Each record below is to be set down again precisely.

··· Material supplied ···

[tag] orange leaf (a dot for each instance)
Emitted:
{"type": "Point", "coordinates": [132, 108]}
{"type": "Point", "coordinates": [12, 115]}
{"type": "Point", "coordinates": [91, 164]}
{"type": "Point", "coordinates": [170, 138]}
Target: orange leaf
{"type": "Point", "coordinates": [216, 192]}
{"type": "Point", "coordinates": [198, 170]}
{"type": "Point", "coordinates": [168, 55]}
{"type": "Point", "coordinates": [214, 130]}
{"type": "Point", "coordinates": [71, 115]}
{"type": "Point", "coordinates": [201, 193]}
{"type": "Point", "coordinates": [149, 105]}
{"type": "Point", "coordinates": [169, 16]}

···

Response ▸
[tag] orange leaf (a dot for each instance)
Emitted:
{"type": "Point", "coordinates": [132, 108]}
{"type": "Point", "coordinates": [12, 115]}
{"type": "Point", "coordinates": [91, 164]}
{"type": "Point", "coordinates": [170, 138]}
Target: orange leaf
{"type": "Point", "coordinates": [216, 192]}
{"type": "Point", "coordinates": [198, 170]}
{"type": "Point", "coordinates": [168, 55]}
{"type": "Point", "coordinates": [214, 130]}
{"type": "Point", "coordinates": [71, 115]}
{"type": "Point", "coordinates": [201, 193]}
{"type": "Point", "coordinates": [149, 105]}
{"type": "Point", "coordinates": [169, 16]}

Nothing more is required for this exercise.